*READING PASSAGE:*
● ● ● ● ●

On Fri, Jul 19, 2013 at 10:09 AM, Adam Roach <adam@nostrum.com> wrote:
> On 7/19/13 11:54, Martin Thomson wrote:
>
>> As it turns out, "does not need to be solved" doesn't go to 100%.
>> Some problems are deferred to applications. Intentionally. Because
>> a) they are better at that than we are, clearly, and b) they don't
>> necessarily want our crappy solutions.
>>
>> How long have we talked about BUNDLE? How long do you think that it
>> would take someone with a functioning RTP library to build something
>> that multiplexes and demultiplexes RTP streams?
>>
>
> Are you proposing that Firefox come up with its own multiplexing mechanism
> for RTP; Chrome its own; Opera, yet a third; IE, a fourth; and Safari, a
> fifth? And then we just kind of pray that five proprietary solutions
> developed in a vacuum miraculously work together? I mean, yeah, if we can
> rely on miracle interop for independently-developed proprietary solutions,
> I guess that works.

● ● ● ● ●

*MATERIAL:*
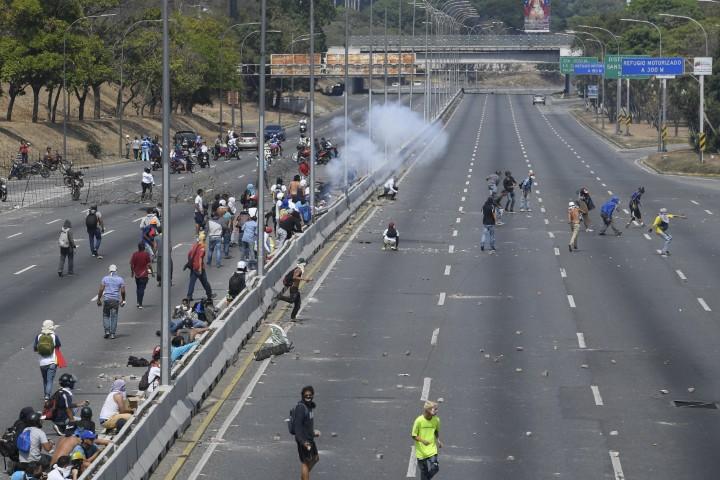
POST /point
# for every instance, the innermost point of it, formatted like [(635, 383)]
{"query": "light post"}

● ● ● ● ●

*EXERCISE REQUIREMENTS:* Translate this sentence from the email thread on RTP multiplexing into Spanish: "Some problems are deferred to applications." The material comes from a source separate from the email.

*EXERCISE RESULT:* Algunos problemas se delegan a las aplicaciones.